** start of Extract to read **
Promising to "bring home the bacon," celebrity chef and Charleston resident Nathalie Dupree has thrown her chef's hat into the ring for U.S. Senate.
A popular TV presence on national and local cooking shows and a lauded cookbook author, Dupree says she's grown frustrated with U.S. Sen. Jim DeMint's decision to campaign everywhere else but South Carolina — seemingly confident in his chances against long-shot Democratic opponent Alvin Greene.
"I'm asking the people of South Carolina to write in my name as a write-in candidate for the U.S. Senate against Jim DeMint," Dupree says. She announced her campaign on the shore of the Charleston Harbor, a location of particular concern to Dupree, due to DeMint's stalling on a grant sought by the State Ports Authority.
The last candidate to successfully run a write-in campaign was South Carolina's Strom Thurmond in 1954. If anyone would know the challenges and pitfalls of such a run, it would be Dupree's husband, historian and professor Jack Bass, who has authored a biography of the senator.
** end of Extract to read **
■ **What is required**: Please answer from the piece on Nathalie Dupree's Senate bid: who was the last candidate to win with a write-in campaign, and in what year?
** start of Source excerpt **
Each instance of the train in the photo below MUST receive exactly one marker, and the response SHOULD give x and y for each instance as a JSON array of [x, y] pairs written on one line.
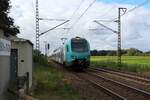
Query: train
** end of Source excerpt **
■ **Finished answer**: South Carolina's Strom Thurmond, in 1954.